[Dataset records on object locations]
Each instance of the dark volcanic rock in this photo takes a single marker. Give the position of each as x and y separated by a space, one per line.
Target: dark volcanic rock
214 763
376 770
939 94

> [EXERCISE DESCRIPTION]: Copy the records above verbatim, keeping every line unchanged.

> [TASK RESPONSE]:
Each instance of the dark volcanic rock in this photo takes a single marker. Give the position of each as x and y separated by a space, one per line.
Target: dark volcanic rock
214 763
376 770
939 94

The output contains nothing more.